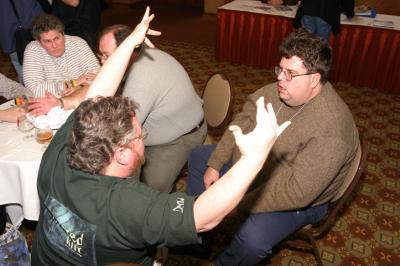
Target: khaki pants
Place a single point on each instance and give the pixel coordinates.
(164, 162)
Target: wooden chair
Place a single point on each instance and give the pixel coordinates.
(305, 238)
(217, 104)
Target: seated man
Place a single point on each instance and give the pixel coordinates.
(307, 165)
(11, 89)
(156, 81)
(91, 214)
(56, 62)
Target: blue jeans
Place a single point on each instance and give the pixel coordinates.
(18, 67)
(316, 25)
(260, 232)
(13, 248)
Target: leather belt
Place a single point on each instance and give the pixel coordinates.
(196, 127)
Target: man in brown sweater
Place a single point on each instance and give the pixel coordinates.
(308, 162)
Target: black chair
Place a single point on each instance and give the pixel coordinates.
(305, 238)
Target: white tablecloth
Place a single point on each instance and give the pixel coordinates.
(261, 8)
(19, 165)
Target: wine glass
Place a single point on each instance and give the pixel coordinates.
(24, 125)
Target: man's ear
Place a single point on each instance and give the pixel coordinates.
(119, 156)
(315, 79)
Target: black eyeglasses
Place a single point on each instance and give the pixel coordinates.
(288, 75)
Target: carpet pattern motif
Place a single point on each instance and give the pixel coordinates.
(368, 231)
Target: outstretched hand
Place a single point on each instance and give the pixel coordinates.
(142, 30)
(257, 143)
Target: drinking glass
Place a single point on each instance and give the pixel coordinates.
(24, 125)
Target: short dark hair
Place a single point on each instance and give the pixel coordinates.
(44, 23)
(101, 125)
(120, 32)
(313, 50)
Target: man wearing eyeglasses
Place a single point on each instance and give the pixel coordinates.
(92, 214)
(307, 165)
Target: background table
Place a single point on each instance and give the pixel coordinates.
(363, 55)
(19, 165)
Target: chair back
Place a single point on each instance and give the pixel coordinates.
(217, 103)
(350, 182)
(305, 238)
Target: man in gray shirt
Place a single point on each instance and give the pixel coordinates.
(169, 108)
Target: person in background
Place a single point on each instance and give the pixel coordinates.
(27, 10)
(11, 89)
(92, 214)
(155, 81)
(55, 62)
(323, 17)
(307, 164)
(80, 17)
(174, 127)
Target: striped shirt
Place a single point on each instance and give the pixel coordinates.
(43, 72)
(11, 89)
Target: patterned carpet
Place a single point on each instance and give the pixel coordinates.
(368, 232)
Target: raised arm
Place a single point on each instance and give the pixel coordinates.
(217, 201)
(107, 80)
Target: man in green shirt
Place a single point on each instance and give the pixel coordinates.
(93, 214)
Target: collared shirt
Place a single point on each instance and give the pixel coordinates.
(11, 89)
(43, 72)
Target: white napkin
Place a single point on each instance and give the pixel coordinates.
(54, 118)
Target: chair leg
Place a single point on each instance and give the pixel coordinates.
(315, 250)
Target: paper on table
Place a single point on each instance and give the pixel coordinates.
(383, 23)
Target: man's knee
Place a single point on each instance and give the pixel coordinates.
(200, 155)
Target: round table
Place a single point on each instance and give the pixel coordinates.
(19, 165)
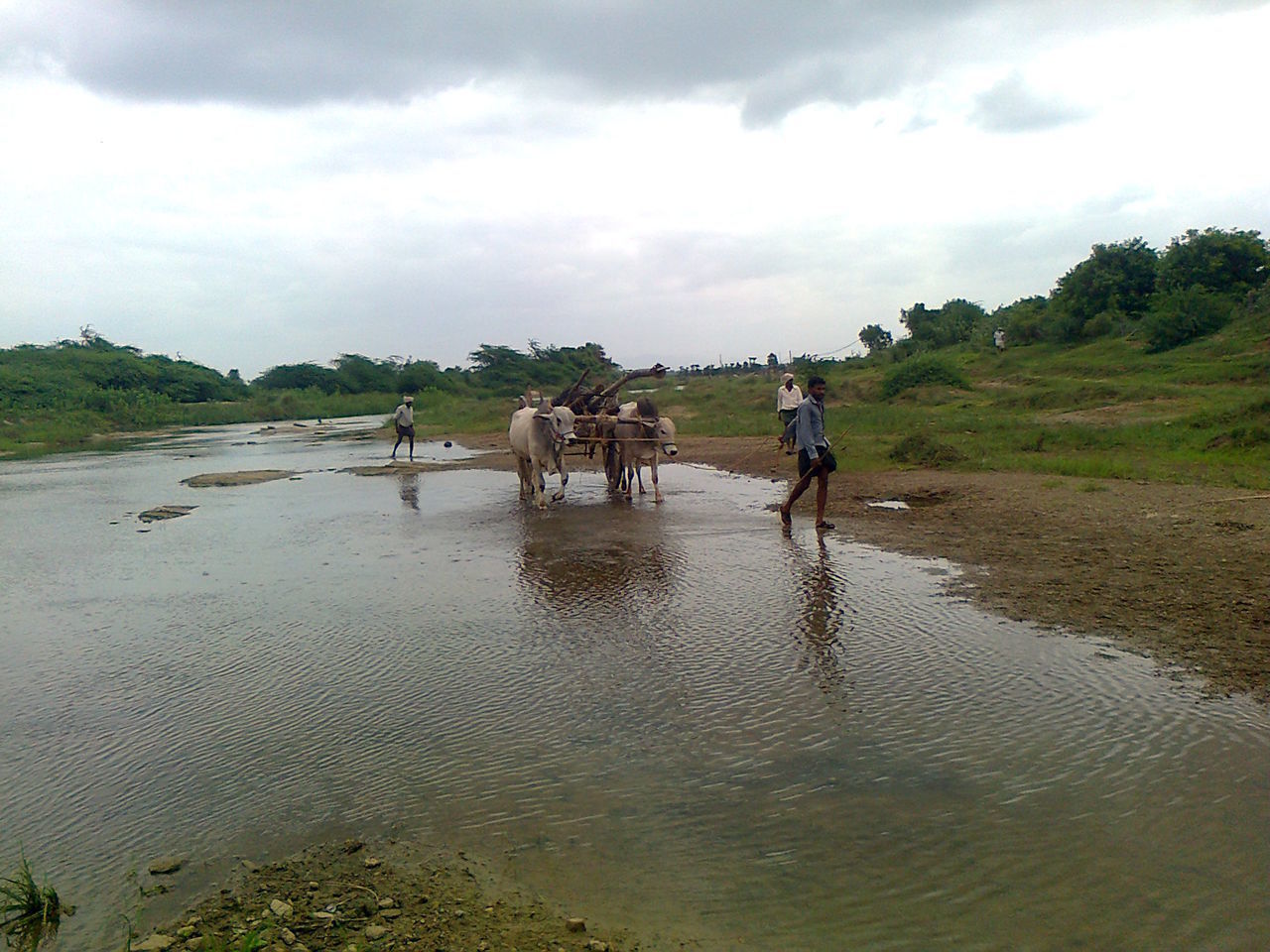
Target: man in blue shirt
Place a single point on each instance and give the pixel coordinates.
(815, 457)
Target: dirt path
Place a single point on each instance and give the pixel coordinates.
(1179, 571)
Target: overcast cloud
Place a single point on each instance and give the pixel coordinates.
(254, 182)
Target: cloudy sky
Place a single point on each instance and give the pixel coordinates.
(259, 181)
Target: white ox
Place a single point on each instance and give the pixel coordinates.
(639, 439)
(538, 438)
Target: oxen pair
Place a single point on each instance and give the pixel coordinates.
(633, 440)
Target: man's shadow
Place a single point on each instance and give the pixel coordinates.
(408, 488)
(822, 615)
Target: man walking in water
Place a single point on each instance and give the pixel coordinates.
(404, 419)
(815, 457)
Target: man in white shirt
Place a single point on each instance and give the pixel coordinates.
(404, 419)
(788, 398)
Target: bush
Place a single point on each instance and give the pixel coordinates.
(919, 372)
(924, 451)
(1182, 316)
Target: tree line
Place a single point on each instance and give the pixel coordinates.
(93, 373)
(1169, 298)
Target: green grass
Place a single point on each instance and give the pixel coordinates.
(30, 914)
(1105, 409)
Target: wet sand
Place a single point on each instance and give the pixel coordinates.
(1176, 571)
(389, 893)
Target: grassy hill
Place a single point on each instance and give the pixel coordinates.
(1109, 408)
(1103, 409)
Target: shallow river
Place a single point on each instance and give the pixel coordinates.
(672, 719)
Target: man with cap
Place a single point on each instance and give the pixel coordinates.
(404, 419)
(788, 398)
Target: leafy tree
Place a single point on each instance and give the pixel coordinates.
(1223, 262)
(952, 324)
(874, 338)
(1182, 316)
(299, 376)
(1114, 282)
(1024, 320)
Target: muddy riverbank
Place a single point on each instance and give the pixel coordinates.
(1179, 571)
(385, 895)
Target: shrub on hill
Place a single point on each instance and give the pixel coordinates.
(1182, 316)
(921, 371)
(1115, 282)
(921, 449)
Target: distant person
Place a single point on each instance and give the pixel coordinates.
(815, 457)
(404, 419)
(788, 398)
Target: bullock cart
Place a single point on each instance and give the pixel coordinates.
(595, 417)
(585, 419)
(595, 424)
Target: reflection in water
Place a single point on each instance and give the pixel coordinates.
(821, 613)
(408, 488)
(567, 562)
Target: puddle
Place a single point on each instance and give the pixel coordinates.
(670, 717)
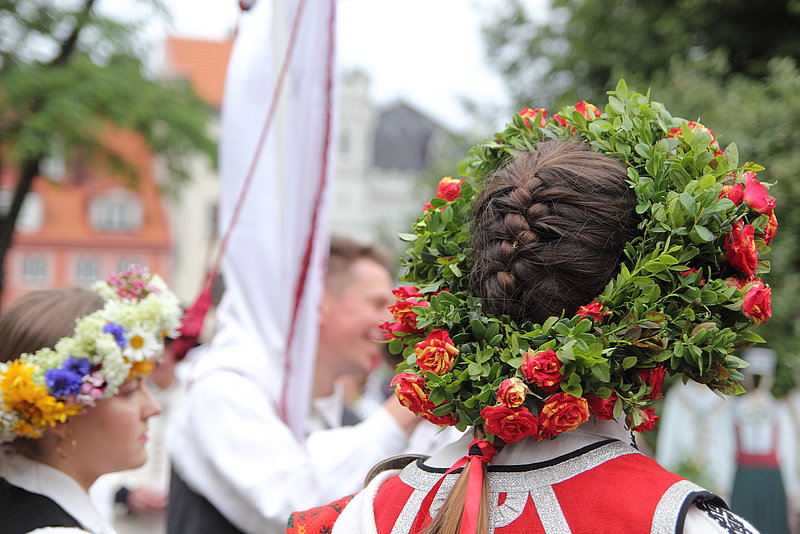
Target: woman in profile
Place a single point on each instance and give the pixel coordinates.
(74, 405)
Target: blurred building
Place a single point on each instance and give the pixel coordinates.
(382, 152)
(79, 223)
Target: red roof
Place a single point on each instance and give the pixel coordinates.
(203, 63)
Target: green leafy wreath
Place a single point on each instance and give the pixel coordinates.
(686, 296)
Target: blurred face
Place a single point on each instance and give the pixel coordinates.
(349, 319)
(112, 435)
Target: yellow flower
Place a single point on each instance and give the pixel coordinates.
(142, 368)
(36, 407)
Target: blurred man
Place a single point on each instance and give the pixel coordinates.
(237, 468)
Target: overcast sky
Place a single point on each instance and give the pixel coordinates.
(427, 52)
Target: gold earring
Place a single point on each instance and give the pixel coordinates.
(69, 454)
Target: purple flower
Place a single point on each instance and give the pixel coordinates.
(116, 330)
(79, 366)
(63, 382)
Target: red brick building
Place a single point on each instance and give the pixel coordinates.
(81, 223)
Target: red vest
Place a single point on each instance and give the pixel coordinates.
(610, 488)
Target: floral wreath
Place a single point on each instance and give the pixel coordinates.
(686, 296)
(108, 347)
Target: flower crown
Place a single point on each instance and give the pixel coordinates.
(686, 295)
(108, 347)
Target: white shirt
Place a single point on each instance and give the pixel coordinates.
(228, 444)
(44, 480)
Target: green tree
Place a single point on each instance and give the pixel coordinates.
(579, 48)
(731, 65)
(68, 75)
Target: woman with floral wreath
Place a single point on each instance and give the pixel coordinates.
(588, 256)
(73, 404)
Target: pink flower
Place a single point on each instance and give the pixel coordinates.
(740, 248)
(512, 392)
(593, 310)
(542, 369)
(734, 193)
(587, 110)
(755, 194)
(757, 302)
(529, 113)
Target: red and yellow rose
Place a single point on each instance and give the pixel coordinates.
(436, 353)
(561, 413)
(512, 392)
(509, 424)
(529, 113)
(740, 248)
(755, 194)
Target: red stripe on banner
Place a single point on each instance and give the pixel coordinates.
(273, 106)
(301, 281)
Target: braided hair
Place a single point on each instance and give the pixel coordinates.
(549, 229)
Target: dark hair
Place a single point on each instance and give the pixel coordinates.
(549, 229)
(343, 253)
(40, 318)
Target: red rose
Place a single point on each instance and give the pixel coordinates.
(654, 378)
(694, 126)
(770, 229)
(512, 392)
(757, 302)
(436, 353)
(593, 310)
(740, 248)
(441, 420)
(587, 110)
(405, 292)
(650, 420)
(734, 193)
(509, 424)
(543, 369)
(449, 188)
(600, 407)
(561, 413)
(410, 391)
(404, 314)
(755, 194)
(529, 113)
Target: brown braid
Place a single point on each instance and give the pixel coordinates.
(548, 231)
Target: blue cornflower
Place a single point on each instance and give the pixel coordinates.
(63, 382)
(118, 331)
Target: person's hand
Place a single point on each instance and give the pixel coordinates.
(407, 420)
(147, 501)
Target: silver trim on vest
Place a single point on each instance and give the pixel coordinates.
(518, 485)
(665, 518)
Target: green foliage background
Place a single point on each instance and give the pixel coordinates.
(731, 65)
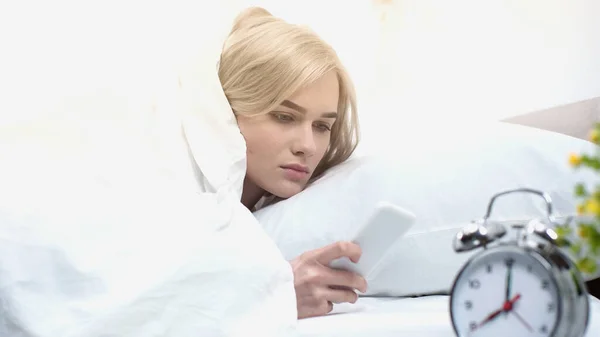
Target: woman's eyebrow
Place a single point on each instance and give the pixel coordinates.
(292, 105)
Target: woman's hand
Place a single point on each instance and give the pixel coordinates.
(318, 286)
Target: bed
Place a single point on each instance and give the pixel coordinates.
(396, 317)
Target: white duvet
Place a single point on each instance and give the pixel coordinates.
(120, 184)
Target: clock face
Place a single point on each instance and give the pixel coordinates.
(505, 292)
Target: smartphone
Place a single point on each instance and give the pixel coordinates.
(387, 224)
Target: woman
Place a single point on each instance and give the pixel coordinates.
(295, 106)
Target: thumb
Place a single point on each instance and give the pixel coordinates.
(337, 250)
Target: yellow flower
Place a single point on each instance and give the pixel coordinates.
(583, 232)
(594, 136)
(574, 160)
(592, 206)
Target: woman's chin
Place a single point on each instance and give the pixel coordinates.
(287, 189)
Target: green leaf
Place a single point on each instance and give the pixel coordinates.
(587, 265)
(576, 248)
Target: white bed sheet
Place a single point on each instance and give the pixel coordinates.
(397, 317)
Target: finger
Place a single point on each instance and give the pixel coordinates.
(341, 279)
(338, 295)
(337, 250)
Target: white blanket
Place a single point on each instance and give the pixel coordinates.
(119, 194)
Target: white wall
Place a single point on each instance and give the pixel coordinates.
(489, 59)
(429, 60)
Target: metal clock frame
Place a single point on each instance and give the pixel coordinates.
(537, 241)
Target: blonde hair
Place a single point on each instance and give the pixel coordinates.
(265, 60)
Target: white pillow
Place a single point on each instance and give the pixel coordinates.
(446, 183)
(113, 224)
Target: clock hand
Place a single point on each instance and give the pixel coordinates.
(522, 320)
(508, 282)
(509, 304)
(489, 318)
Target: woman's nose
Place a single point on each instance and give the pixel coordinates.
(305, 142)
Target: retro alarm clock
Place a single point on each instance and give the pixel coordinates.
(523, 286)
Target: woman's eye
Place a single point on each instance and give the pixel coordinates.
(323, 127)
(283, 118)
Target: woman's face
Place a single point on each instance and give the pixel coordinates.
(285, 146)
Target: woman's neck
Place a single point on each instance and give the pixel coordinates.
(251, 194)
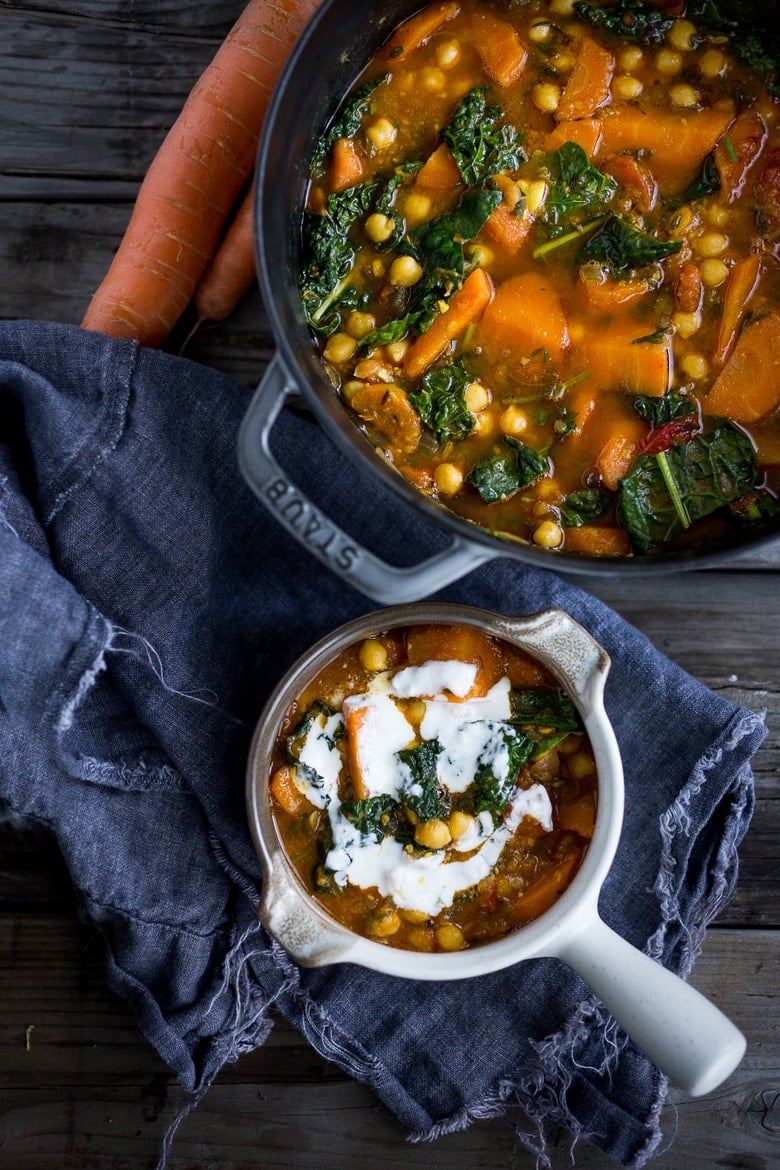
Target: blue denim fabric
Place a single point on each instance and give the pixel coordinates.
(149, 605)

* * * * *

Written instruction
Could you rewrite the data from the line containing "Target: white bed sheet" through the end, inclusive, swapping "retro" for "vintage" and changing nothing else? Leave the pictures out of the answer.

Exercise output
Target: white bed sheet
Place a single point on each instance and give the pixel coordinates.
(397, 317)
Target: finger
Place a single point on each instance and give the pixel coordinates.
(341, 279)
(338, 295)
(337, 250)
Target: white blanket
Place a single point on each instance and give the pixel coordinates.
(119, 194)
Target: white wall
Place a single point on each instance and give the pixel coordinates.
(489, 59)
(429, 60)
Target: metal clock frame
Place a single point on each instance and give the pixel coordinates.
(537, 241)
Target: blonde hair
Place a single point on each instance and give the pixel coordinates.
(265, 60)
Target: white pillow
Place a single point on each instance and give the pixel coordinates.
(446, 183)
(113, 224)
Target: clock hand
Place a single point on each instance and give the pixel coordinates.
(522, 320)
(508, 282)
(509, 304)
(489, 318)
Target: woman's nose
Place a single point on each instance and give the pixel coordinates.
(305, 142)
Target: vintage alarm clock
Place a single point on each instance and give the pixel coordinates.
(523, 286)
Target: woman's eye
Place a single point on each instance and give the pixel coordinates.
(323, 127)
(283, 118)
Target: woman's face
Place a single point on each instance and give the pixel coordinates.
(285, 146)
Target: woman's neck
Place a single point on each instance and give the pixel coordinates.
(251, 194)
Target: blue denim fabric
Place a single point on each instance and give the pixel coordinates.
(149, 605)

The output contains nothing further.